### Vorliegender Text
Zum Einstieg Lesezeichen hinzufügen

8. März 2023Lesedauer 6 Minuten

BGH: Bauhandwerkersicherung nach § 650f BGB auch für einseitig angeordnete Nachträge

Einleitung:

Der Bundesgerichtshof (BGH) hat in seinem jüngsten Urteil zur Bauhandwerkersicherung entschieden, dass ein Werkunternehmer die zusätzliche Sicherheit auch für durch den Besteller einseitig angeordnete Änderungen der vereinbarten Werkleistung verlangen kann. Diese Frage wurde bislang wegen des Wortlauts der einschlägigen Vorschrift, § 648a Abs. 1 S. 1 a.F. bzw. jetzt § 650f BGB, in der Literatur kontrovers diskutiert.

Bedeutung für die Praxis:

Das Thema Bauhandwerkersicherung hat in der Praxis eine besondere Brisanz. Die Möglichkeit für den Unternehmer, jederzeit und ohne weitere Voraussetzungen eine Bankbürgschaft (o.ä.) in voller Höhe der Auftragssumme verlangen zu können, stellt eine nicht unerhebliche Belastung für den Besteller dar. Wie ein Damoklesschwert hängt das daran geknüpfte außerordentliche Kündigungsrecht des Unternehmers nach § 650f Abs. 5, welches dieser nach erfolgloser Fristsetzung zur Stellung der Sicherheit ausüben kann, über dem Besteller.

### Gestellte Aufgabe a
Schreiben Sie den Text zur Bauhandwerkersicherung vollständig und ohne jede Änderung ab.

### Vorliegende Datensätze
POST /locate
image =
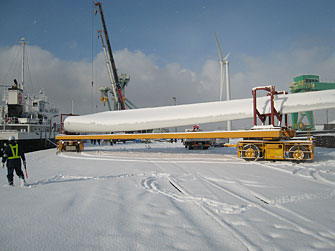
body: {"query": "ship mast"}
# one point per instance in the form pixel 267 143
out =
pixel 23 43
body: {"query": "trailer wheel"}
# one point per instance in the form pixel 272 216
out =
pixel 298 153
pixel 250 152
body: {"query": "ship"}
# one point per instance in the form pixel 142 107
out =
pixel 28 117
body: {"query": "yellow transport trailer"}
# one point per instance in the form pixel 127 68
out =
pixel 267 144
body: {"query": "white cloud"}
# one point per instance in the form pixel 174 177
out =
pixel 151 85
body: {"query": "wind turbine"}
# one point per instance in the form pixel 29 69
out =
pixel 224 62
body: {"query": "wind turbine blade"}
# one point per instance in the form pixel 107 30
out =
pixel 226 57
pixel 219 48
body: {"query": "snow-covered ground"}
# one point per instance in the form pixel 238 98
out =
pixel 161 196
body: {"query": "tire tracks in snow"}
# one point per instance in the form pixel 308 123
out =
pixel 208 206
pixel 268 211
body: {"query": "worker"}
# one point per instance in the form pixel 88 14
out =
pixel 13 154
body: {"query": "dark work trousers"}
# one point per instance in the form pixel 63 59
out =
pixel 10 175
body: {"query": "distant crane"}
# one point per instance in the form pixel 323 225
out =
pixel 116 84
pixel 224 65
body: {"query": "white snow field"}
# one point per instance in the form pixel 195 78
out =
pixel 161 196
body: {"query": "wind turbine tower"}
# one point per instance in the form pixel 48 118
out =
pixel 224 64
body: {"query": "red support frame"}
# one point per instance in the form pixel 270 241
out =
pixel 274 113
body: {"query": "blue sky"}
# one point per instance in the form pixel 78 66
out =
pixel 173 45
pixel 173 31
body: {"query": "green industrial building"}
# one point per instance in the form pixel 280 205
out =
pixel 307 83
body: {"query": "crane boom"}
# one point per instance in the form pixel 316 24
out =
pixel 116 96
pixel 111 58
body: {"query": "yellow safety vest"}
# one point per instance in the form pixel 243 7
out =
pixel 15 152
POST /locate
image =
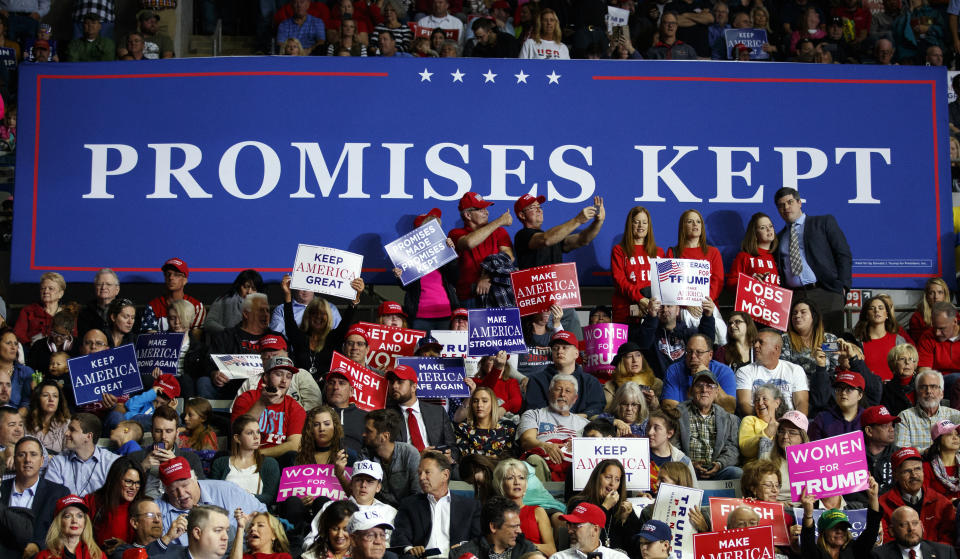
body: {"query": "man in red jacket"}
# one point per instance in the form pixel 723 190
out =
pixel 936 512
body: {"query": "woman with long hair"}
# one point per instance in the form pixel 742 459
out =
pixel 48 416
pixel 259 475
pixel 109 506
pixel 71 532
pixel 630 266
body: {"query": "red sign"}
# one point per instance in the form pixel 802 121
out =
pixel 387 343
pixel 771 514
pixel 743 543
pixel 369 388
pixel 764 302
pixel 536 289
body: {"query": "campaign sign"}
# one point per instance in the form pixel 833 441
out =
pixel 679 281
pixel 771 514
pixel 633 453
pixel 369 388
pixel 673 506
pixel 386 343
pixel 326 270
pixel 492 330
pixel 601 342
pixel 766 303
pixel 112 371
pixel 753 39
pixel 314 480
pixel 749 543
pixel 831 466
pixel 238 365
pixel 420 251
pixel 536 289
pixel 160 351
pixel 438 377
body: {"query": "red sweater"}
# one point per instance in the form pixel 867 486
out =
pixel 716 266
pixel 630 275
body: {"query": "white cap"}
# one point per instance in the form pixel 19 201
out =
pixel 365 520
pixel 368 468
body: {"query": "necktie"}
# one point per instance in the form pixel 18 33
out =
pixel 796 264
pixel 414 426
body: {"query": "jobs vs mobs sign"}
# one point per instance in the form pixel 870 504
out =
pixel 358 181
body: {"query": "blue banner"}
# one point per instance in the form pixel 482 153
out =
pixel 161 351
pixel 420 252
pixel 111 371
pixel 438 377
pixel 194 158
pixel 492 330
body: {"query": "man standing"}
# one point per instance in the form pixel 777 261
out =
pixel 814 258
pixel 476 240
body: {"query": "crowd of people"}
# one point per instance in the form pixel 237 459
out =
pixel 170 471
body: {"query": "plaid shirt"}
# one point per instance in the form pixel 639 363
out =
pixel 103 8
pixel 914 427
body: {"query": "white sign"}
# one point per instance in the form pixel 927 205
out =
pixel 633 453
pixel 326 270
pixel 673 506
pixel 679 281
pixel 243 365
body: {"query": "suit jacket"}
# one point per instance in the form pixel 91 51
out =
pixel 826 250
pixel 930 550
pixel 44 504
pixel 413 523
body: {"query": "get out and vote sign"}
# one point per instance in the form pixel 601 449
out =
pixel 828 467
pixel 326 270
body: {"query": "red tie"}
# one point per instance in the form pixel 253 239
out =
pixel 414 426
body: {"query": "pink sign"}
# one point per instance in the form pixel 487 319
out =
pixel 832 466
pixel 601 342
pixel 315 480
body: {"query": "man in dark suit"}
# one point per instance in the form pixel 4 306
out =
pixel 813 258
pixel 908 539
pixel 458 517
pixel 28 490
pixel 424 425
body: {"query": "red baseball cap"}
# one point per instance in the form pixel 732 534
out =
pixel 564 336
pixel 586 512
pixel 169 385
pixel 273 342
pixel 178 265
pixel 71 501
pixel 403 372
pixel 472 200
pixel 389 307
pixel 175 469
pixel 524 201
pixel 418 221
pixel 904 454
pixel 877 415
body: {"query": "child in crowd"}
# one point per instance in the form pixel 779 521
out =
pixel 127 436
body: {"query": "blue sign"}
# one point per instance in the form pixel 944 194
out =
pixel 438 377
pixel 420 251
pixel 111 371
pixel 160 351
pixel 330 169
pixel 493 330
pixel 753 39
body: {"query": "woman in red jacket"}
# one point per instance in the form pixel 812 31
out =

### Gestellte Aufgabe b
Wandeln Sie die Zeilen der Datensätze oben in eine JSON-Liste von Zeichenketten um, je eine Zeichenkette pro Zeile und ohne Leerzeilen, beginnend mit der ersten Zeile der Datensätze und endend mit der Zeile, die „pixel 28 117“ enthält, beide eingeschlossen. Lassen Sie die Bilder in Ihrer Antwort weg.

### Lösung der Aufgabe a
Zum Einstieg Lesezeichen hinzufügen

8. März 2023Lesedauer 6 Minuten

BGH: Bauhandwerkersicherung nach § 650f BGB auch für einseitig angeordnete Nachträge

Einleitung:

Der Bundesgerichtshof (BGH) hat in seinem jüngsten Urteil zur Bauhandwerkersicherung entschieden, dass ein Werkunternehmer die zusätzliche Sicherheit auch für durch den Besteller einseitig angeordnete Änderungen der vereinbarten Werkleistung verlangen kann. Diese Frage wurde bislang wegen des Wortlauts der einschlägigen Vorschrift, § 648a Abs. 1 S. 1 a.F. bzw. jetzt § 650f BGB, in der Literatur kontrovers diskutiert.

Bedeutung für die Praxis:

Das Thema Bauhandwerkersicherung hat in der Praxis eine besondere Brisanz. Die Möglichkeit für den Unternehmer, jederzeit und ohne weitere Voraussetzungen eine Bankbürgschaft (o.ä.) in voller Höhe der Auftragssumme verlangen zu können, stellt eine nicht unerhebliche Belastung für den Besteller dar. Wie ein Damoklesschwert hängt das daran geknüpfte außerordentliche Kündigungsrecht des Unternehmers nach § 650f Abs. 5, welches dieser nach erfolgloser Fristsetzung zur Stellung der Sicherheit ausüben kann, über dem Besteller.

### Lösung der Aufgabe b
[
  "POST /locate",
  "image =",
  "body: {\"query\": \"ship mast\"}",
  "# one point per instance in the form pixel 267 143",
  "out =",
  "pixel 23 43",
  "body: {\"query\": \"trailer wheel\"}",
  "# one point per instance in the form pixel 272 216",
  "out =",
  "pixel 298 153",
  "pixel 250 152",
  "body: {\"query\": \"ship\"}",
  "# one point per instance in the form pixel 142 107",
  "out =",
  "pixel 28 117"
]